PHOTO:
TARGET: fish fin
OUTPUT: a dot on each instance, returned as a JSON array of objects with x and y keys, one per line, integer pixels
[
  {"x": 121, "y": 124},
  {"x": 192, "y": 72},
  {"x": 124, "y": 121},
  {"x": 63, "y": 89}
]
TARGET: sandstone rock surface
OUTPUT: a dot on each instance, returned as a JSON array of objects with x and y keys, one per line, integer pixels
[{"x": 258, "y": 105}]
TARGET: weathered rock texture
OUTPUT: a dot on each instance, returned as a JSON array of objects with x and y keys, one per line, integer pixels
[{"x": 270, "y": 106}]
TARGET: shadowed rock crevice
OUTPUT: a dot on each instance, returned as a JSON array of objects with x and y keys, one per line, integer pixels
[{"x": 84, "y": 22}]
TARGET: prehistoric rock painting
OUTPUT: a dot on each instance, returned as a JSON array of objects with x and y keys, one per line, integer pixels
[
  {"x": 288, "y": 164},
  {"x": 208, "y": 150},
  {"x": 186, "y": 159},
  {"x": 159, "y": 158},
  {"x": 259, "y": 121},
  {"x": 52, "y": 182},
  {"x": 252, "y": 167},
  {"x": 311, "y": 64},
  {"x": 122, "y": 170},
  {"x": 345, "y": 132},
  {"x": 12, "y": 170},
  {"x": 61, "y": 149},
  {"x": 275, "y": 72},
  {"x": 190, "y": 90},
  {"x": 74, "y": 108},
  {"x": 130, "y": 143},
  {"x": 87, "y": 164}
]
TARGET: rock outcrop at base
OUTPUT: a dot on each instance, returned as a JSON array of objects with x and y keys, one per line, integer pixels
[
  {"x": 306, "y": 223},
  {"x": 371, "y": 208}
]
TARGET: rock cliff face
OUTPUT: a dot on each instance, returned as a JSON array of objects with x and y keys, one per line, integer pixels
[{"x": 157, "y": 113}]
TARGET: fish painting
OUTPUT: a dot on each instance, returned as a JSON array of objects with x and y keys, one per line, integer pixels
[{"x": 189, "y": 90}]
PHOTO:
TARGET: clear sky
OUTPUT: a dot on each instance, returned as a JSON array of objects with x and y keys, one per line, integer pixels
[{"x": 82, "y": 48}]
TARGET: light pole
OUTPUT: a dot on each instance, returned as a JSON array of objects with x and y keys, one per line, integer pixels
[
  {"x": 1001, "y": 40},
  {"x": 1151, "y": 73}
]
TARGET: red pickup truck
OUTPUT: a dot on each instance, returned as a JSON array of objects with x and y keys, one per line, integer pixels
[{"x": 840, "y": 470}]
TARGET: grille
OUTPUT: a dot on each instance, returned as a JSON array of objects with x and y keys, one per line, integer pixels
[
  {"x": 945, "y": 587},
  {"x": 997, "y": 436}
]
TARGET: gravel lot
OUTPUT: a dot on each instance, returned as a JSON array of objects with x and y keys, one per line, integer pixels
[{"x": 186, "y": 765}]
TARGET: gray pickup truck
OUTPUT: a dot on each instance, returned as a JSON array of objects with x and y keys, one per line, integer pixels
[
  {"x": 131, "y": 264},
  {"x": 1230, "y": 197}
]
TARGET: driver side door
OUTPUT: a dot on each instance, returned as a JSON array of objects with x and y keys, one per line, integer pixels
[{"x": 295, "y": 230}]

_THE EXERCISE_. Copy every item above word for word, with nothing left out or changed.

_ANSWER_.
PHOTO:
TARGET: fish fin
OUTPUT: a dot on each instance, returned as a JSON array of objects with x and y keys, one per line, integer pixels
[
  {"x": 121, "y": 124},
  {"x": 192, "y": 72},
  {"x": 124, "y": 121},
  {"x": 63, "y": 89}
]
TARGET: sandstone rock surface
OUTPUT: a dot on each instance, returned as a JSON array of objects with x and y keys, one per line, integer pixels
[{"x": 258, "y": 105}]
TARGET: weathered rock texture
OUTPUT: a dot on each instance, returned as a JSON array of objects with x and y keys, one per line, integer pixels
[{"x": 270, "y": 106}]
TARGET: shadowed rock crevice
OUTPUT: a dot on each instance, returned as a JSON array of objects with x and y keys, one per line, integer pixels
[{"x": 84, "y": 22}]
TARGET: prehistoric rock painting
OUTPUT: a dot on each instance, returned as a JSON array of objects with x and y keys, one per line, integer pixels
[
  {"x": 288, "y": 164},
  {"x": 208, "y": 150},
  {"x": 186, "y": 159},
  {"x": 159, "y": 158},
  {"x": 259, "y": 121},
  {"x": 52, "y": 182},
  {"x": 252, "y": 167},
  {"x": 311, "y": 64},
  {"x": 122, "y": 170},
  {"x": 345, "y": 132},
  {"x": 12, "y": 170},
  {"x": 61, "y": 149},
  {"x": 275, "y": 72},
  {"x": 190, "y": 90},
  {"x": 74, "y": 108},
  {"x": 130, "y": 143},
  {"x": 87, "y": 164}
]
TARGET: rock outcrop at base
OUTPUT: a dot on each instance, returned as a JSON array of objects with x and y keys, one per line, integer pixels
[
  {"x": 306, "y": 223},
  {"x": 371, "y": 208}
]
TARGET: rock cliff face
OUTPUT: a dot on each instance, returned as a JSON array of objects with x and y keys, one per line, integer pixels
[{"x": 157, "y": 113}]
TARGET: fish painting
OUTPUT: a dot on each instance, returned as a JSON array of objects with x and y keys, one per line, integer pixels
[{"x": 189, "y": 90}]
PHOTO:
TARGET: clear sky
OUTPUT: a dot on each instance, returned as a JSON array of objects with x and y keys, one per line, integer pixels
[{"x": 82, "y": 48}]
TARGET: light pole
OUTPUT: a dot on each instance, returned as a JSON array of objects with x and y keys, one per line, integer pixels
[
  {"x": 1001, "y": 40},
  {"x": 1151, "y": 73}
]
TARGET: red pickup truck
OUTPUT: a dot on each instance, returned as a JSON array of objects with x and y keys, one per line, integer pixels
[{"x": 840, "y": 470}]
TARGET: grille
OUTPUT: a dot on each instance, returned as a JSON array of objects with x and y keys, one per line, integer pixels
[
  {"x": 945, "y": 587},
  {"x": 997, "y": 436}
]
TARGET: gravel lot
OUTPUT: a dot on each instance, returned as a JSON array of objects with x and y keys, one per line, integer pixels
[{"x": 186, "y": 765}]
TARGET: gray pickup truck
OUTPUT: a dot on each instance, returned as a JSON array of objects with x and y keys, one per line, integer pixels
[
  {"x": 131, "y": 264},
  {"x": 1230, "y": 197}
]
TARGET: driver side door
OUTPUT: a dot on each instance, returned as a JSON array of objects with x and y keys, one per line, integer pixels
[{"x": 295, "y": 230}]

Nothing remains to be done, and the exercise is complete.